Instructions>
- a) In the AI discussion, rewrite the paragraph beginning "AI is a very broad field" as a short list that keeps its main facts.
- b) Answer these questions from the AI discussion, one per line:
(i) In what period did one writer work with mainframe computers?
(ii) What processor does that writer's new PC have?
(iii) On what machine does one writer suggest running the Sierra program?
- c) Reproduce the stretch of the AI discussion from "I worked with" through "one after that?".

Page extract>

Well, another question to ask is also if it did how would we know? If my computer suddenly one day got the intelligence of a human, it would really have any way of telling me. It would only be if it was hooked up to a robot or such we would notice it.

I think that the neural networks might end up creating something like human intelligence. But it will probably be another 50 years or so.
 
I worked with mainframe computers in the late 70's, and I have a PC that has more memory and processing power than the mainframes did. And this fabulous beastie is a ten-year-old 486!

My new PC is an AMD Duron, and it totaly blows away the old 'un.

The point being, the rate of change in computer power is still accelerating....

Real AI may not be possible with the next generation of computers - or the one after - but the one after that?

So, IMHO, we could be talking about 10-15 years down the line....

(This is either :D or :eek: , I'm not sure.......:confused: )
 
Problem is, we don´t have much idea of what kind of computer you need to create artificial intelligence. But perhaps if we put the Sierra program on a Cray and let it run for a while, we would see interesting things happen.
 
AI is a very broad field, encompassing many areas. From what I can tell (I did an AI course as part of my MSc) we are very unlikely to have any human-like intelligences appearing on our PCs any time soon. In fact, even if we do create "intelligence" on a machine it is very unlikely to be human-like in any case. AI will have an increasing role in our day to day lives, however, as it controls more and more areas that humans previously were in charge of (this is logical systems rather than something alive/conscious, before anyone starts panicking at the traffic lights) because it handles a lot of things better.

Available data>
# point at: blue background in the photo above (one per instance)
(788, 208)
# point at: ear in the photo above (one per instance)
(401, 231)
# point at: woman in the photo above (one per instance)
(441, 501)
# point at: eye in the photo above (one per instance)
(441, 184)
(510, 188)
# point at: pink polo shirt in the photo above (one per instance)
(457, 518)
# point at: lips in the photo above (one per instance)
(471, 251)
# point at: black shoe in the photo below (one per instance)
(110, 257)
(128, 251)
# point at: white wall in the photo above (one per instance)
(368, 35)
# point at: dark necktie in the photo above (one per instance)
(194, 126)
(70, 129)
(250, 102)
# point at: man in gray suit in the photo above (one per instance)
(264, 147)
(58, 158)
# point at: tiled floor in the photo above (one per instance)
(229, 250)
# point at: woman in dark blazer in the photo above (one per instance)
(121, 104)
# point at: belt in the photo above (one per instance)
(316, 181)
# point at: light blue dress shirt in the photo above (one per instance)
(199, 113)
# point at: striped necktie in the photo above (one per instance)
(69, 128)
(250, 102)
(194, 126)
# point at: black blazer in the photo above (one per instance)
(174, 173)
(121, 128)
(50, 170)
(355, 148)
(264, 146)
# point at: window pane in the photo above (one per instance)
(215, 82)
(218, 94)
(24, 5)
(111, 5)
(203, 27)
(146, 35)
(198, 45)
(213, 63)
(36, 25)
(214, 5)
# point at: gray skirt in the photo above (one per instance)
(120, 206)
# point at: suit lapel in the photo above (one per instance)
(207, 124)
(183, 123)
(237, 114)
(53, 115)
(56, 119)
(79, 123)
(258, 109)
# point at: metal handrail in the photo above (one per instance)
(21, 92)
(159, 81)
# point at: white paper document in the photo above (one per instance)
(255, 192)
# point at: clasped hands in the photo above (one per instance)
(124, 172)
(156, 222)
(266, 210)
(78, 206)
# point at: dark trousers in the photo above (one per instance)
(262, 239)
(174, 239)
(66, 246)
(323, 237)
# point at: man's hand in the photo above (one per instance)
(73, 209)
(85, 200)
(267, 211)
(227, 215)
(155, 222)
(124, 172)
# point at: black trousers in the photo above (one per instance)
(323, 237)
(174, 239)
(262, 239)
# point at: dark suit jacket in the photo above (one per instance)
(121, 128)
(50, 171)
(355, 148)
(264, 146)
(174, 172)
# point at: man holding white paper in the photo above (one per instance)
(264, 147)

Answers for this exercise>
- a)
- AI is a broad field that covers many areas.
- The writer took an AI course as part of an MSc.
- Human-like intelligence is very unlikely to appear on PCs soon.
- Even if machine "intelligence" is created, it is very unlikely to be human-like.
- AI will still play a growing role in daily life, because it handles many things better and is taking over areas that humans used to control.
- This means logical systems, not anything alive or conscious.

- b)
(i) The late 70's
(ii) An AMD Duron
(iii) A Cray

- c)
I worked with mainframe computers in the late 70's, and I have a PC that has more memory and processing power than the mainframes did. And this fabulous beastie is a ten-year-old 486!

My new PC is an AMD Duron, and it totaly blows away the old 'un.

The point being, the rate of change in computer power is still accelerating....

Real AI may not be possible with the next generation of computers - or the one after - but the one after that?